[Stored entries]
((
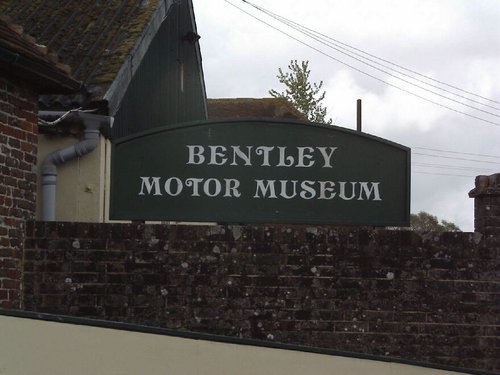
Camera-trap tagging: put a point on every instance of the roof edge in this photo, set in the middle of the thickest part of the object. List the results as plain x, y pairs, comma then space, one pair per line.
118, 87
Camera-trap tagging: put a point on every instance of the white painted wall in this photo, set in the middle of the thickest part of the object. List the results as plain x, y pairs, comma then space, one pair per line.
29, 346
81, 182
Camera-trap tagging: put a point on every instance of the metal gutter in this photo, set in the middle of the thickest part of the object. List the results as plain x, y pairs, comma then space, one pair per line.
93, 124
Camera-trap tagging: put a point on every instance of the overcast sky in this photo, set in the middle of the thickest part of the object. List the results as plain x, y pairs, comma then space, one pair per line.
452, 41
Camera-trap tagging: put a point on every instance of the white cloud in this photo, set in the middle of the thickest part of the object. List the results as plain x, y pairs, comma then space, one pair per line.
454, 41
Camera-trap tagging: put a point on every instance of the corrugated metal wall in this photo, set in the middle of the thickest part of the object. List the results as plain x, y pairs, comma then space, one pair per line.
158, 95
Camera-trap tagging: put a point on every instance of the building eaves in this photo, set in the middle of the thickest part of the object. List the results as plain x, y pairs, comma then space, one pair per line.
96, 38
21, 56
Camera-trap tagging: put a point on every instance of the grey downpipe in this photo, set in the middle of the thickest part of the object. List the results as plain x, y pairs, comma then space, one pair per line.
92, 125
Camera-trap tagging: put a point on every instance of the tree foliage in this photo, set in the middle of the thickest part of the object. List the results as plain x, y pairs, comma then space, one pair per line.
305, 96
425, 222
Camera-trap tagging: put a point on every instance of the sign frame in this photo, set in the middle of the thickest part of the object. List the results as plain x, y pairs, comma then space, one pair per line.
261, 129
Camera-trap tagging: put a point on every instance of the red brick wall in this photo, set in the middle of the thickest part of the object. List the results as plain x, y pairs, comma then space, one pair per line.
18, 147
431, 297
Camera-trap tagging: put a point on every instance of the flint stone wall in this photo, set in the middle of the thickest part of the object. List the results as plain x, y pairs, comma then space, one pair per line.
431, 297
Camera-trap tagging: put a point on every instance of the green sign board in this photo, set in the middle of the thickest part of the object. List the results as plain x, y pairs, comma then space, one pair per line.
260, 171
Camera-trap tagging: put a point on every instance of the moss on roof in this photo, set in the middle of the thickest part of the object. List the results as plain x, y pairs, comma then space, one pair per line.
93, 37
250, 107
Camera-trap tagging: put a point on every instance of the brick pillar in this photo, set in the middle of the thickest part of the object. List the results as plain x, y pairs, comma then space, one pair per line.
486, 196
18, 148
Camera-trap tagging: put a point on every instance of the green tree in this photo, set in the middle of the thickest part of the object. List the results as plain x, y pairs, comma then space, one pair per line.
425, 222
305, 96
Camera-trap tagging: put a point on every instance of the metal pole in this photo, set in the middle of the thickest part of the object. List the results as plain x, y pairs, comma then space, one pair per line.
358, 116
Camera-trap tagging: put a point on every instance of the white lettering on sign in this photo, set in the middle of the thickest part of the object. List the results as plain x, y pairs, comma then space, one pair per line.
213, 156
263, 156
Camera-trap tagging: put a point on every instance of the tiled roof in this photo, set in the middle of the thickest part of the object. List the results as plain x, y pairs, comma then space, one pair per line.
92, 36
249, 107
22, 53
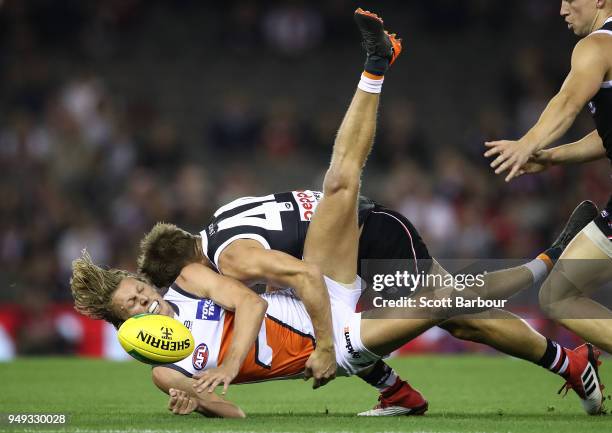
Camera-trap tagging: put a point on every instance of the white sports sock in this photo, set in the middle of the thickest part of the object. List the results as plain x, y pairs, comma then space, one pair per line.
370, 83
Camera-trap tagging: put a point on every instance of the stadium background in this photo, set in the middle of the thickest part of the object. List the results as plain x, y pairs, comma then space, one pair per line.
117, 114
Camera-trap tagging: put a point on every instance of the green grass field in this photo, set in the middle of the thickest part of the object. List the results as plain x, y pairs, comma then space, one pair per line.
465, 393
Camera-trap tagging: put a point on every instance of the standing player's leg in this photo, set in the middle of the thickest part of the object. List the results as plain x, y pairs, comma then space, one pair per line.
504, 331
332, 237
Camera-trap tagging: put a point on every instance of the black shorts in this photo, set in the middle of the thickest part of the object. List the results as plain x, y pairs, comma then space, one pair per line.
604, 220
389, 235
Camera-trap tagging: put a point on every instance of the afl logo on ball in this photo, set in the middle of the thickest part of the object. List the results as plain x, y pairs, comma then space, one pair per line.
200, 356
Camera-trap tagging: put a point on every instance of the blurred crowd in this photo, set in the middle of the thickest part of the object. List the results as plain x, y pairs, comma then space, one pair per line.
116, 114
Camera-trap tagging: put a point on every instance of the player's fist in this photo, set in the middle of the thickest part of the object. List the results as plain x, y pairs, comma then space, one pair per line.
180, 403
321, 366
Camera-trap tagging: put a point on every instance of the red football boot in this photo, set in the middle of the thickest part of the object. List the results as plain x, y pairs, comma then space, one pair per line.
399, 399
583, 378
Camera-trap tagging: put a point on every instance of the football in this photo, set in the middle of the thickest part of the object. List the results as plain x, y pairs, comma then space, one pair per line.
155, 339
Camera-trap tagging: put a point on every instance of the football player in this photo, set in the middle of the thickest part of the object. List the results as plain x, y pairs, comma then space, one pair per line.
286, 339
586, 265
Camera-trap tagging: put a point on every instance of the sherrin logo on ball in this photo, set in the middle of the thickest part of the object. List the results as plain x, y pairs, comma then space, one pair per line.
155, 339
200, 356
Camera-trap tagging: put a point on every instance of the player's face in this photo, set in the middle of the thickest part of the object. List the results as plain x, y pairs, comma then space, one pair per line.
579, 15
134, 297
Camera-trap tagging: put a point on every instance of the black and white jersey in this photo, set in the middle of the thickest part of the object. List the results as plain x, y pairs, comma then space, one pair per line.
601, 104
277, 221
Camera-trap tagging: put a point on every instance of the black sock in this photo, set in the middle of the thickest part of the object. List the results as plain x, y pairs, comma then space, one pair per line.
376, 65
381, 377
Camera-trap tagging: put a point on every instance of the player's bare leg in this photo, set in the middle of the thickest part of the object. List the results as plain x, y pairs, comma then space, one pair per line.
514, 337
500, 330
582, 269
333, 235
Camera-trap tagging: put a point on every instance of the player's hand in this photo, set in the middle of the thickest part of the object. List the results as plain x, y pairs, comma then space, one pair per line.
209, 379
180, 403
321, 366
511, 155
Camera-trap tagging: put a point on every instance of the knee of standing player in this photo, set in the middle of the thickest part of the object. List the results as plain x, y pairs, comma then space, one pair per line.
554, 296
462, 329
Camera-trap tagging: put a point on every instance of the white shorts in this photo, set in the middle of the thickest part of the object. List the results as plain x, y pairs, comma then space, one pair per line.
351, 355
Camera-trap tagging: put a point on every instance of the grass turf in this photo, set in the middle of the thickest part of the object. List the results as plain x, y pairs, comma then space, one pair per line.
465, 393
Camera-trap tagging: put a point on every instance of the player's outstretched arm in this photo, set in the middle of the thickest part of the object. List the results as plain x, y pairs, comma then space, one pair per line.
184, 400
247, 260
589, 148
582, 83
232, 295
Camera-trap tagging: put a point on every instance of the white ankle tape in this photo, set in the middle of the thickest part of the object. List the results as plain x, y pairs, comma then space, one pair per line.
369, 85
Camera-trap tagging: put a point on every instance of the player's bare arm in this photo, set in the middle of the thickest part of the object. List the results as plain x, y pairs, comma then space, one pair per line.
184, 399
247, 260
587, 149
589, 69
232, 295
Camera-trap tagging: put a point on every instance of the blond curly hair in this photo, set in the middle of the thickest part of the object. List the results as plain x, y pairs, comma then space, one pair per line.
93, 288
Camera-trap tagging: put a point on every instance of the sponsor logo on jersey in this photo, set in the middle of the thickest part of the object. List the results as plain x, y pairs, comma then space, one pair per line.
208, 310
307, 203
200, 356
159, 343
349, 346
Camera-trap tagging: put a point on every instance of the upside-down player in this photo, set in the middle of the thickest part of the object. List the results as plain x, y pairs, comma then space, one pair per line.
256, 239
286, 338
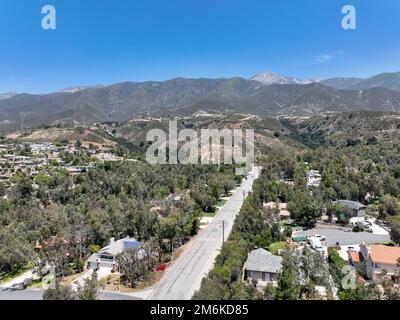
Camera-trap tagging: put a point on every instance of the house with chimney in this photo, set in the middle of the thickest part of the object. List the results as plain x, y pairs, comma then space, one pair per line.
376, 258
107, 256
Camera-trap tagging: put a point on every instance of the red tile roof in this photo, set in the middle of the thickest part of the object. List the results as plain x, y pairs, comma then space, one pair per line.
385, 254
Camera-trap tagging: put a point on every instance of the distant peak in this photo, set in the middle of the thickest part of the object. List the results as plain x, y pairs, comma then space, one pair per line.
7, 95
77, 89
269, 78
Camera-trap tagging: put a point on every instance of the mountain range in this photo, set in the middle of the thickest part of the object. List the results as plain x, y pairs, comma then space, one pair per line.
260, 95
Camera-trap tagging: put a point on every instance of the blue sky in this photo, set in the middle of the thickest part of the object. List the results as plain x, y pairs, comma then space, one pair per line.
104, 41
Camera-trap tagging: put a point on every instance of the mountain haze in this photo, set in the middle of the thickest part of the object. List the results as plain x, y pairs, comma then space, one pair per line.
185, 97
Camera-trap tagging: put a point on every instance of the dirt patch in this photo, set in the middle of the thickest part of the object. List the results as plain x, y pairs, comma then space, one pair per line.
113, 283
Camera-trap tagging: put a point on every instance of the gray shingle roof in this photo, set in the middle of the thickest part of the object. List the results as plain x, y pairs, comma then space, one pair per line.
351, 204
264, 261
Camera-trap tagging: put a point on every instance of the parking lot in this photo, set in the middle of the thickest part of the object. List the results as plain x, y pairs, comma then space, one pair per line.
344, 237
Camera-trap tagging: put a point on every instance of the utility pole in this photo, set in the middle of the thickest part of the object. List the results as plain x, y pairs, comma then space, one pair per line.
223, 231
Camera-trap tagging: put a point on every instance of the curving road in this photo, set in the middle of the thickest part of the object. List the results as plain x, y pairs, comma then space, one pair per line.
184, 277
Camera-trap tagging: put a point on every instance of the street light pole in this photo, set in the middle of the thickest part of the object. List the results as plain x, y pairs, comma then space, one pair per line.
223, 231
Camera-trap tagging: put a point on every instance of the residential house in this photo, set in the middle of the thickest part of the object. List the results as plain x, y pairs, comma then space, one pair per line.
378, 258
353, 208
107, 256
262, 266
314, 179
284, 213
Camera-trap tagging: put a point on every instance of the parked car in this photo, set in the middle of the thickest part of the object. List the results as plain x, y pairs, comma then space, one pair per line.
320, 237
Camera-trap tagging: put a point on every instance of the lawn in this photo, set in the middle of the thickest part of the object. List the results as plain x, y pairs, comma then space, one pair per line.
4, 277
276, 246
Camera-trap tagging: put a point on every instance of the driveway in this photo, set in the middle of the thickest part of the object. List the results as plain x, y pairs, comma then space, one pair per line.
184, 277
343, 237
19, 279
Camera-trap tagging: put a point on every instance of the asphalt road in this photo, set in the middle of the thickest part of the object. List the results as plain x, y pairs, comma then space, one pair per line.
36, 294
184, 277
343, 237
27, 294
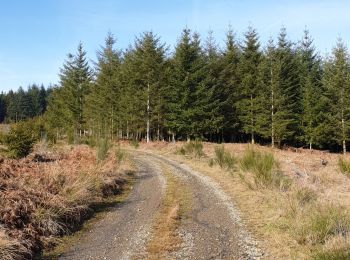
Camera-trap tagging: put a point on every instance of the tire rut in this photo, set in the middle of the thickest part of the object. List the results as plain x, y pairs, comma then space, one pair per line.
214, 230
123, 232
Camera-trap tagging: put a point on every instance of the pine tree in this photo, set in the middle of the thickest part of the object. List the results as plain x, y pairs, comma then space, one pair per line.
103, 101
75, 83
310, 83
249, 102
212, 100
228, 86
190, 111
337, 85
2, 107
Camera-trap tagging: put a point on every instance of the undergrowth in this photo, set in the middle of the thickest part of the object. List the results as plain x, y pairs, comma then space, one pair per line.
192, 148
344, 166
223, 158
42, 200
264, 170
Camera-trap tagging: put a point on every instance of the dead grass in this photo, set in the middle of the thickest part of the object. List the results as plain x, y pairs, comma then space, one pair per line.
276, 217
174, 207
44, 198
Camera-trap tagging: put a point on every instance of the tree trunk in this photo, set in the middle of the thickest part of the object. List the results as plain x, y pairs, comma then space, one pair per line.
252, 119
272, 113
147, 136
343, 130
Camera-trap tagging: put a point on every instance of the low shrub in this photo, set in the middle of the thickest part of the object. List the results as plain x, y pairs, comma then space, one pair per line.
264, 169
305, 195
344, 166
102, 149
42, 201
134, 143
119, 154
192, 148
20, 140
321, 223
224, 158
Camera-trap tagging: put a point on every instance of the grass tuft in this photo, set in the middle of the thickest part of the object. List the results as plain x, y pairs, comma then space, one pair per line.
134, 143
320, 224
224, 158
264, 169
102, 149
192, 148
344, 166
305, 195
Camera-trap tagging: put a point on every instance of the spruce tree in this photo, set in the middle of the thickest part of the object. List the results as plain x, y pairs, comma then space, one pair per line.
337, 84
228, 86
190, 111
75, 83
310, 83
248, 105
102, 107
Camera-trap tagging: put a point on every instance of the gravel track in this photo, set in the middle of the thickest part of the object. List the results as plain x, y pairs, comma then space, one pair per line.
123, 232
213, 230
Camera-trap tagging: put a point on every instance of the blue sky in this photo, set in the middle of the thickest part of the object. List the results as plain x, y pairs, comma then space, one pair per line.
36, 35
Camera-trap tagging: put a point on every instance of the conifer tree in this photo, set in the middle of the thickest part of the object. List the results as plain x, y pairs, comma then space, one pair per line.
228, 86
248, 105
310, 83
337, 84
190, 111
75, 83
103, 101
147, 64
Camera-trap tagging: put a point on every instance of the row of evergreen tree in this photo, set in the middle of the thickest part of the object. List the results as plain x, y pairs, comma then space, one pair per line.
282, 93
23, 104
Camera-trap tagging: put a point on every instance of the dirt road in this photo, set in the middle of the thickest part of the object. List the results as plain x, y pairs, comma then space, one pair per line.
))
WHAT YOU SHOULD DO:
Nothing outside the span should appear: transcribe the lines from the one containing "of the conifer" through the last line of the records.

REPLY:
Camera-trap tagging: put a point on every instance of the conifer tree in this photo, set in the middle of the thickest part of the object. List the results as plain x, y pairs, comma then space, one pair per line.
228, 86
248, 105
310, 83
337, 84
190, 111
75, 83
103, 101
147, 64
Camera-trap tagging: put a point on every instance of the row of evergreen tree in this photo, set in the middle of the thickest part of the object. List the results as plain x, y pairs, comma then space, one pair per line.
282, 93
23, 104
Camera-trap tagging: put a point on every instance of the dirt road in this photo, set in the middle of the thickest part of the object. List the results as plain x, y pairs, comma then space, one pair per line.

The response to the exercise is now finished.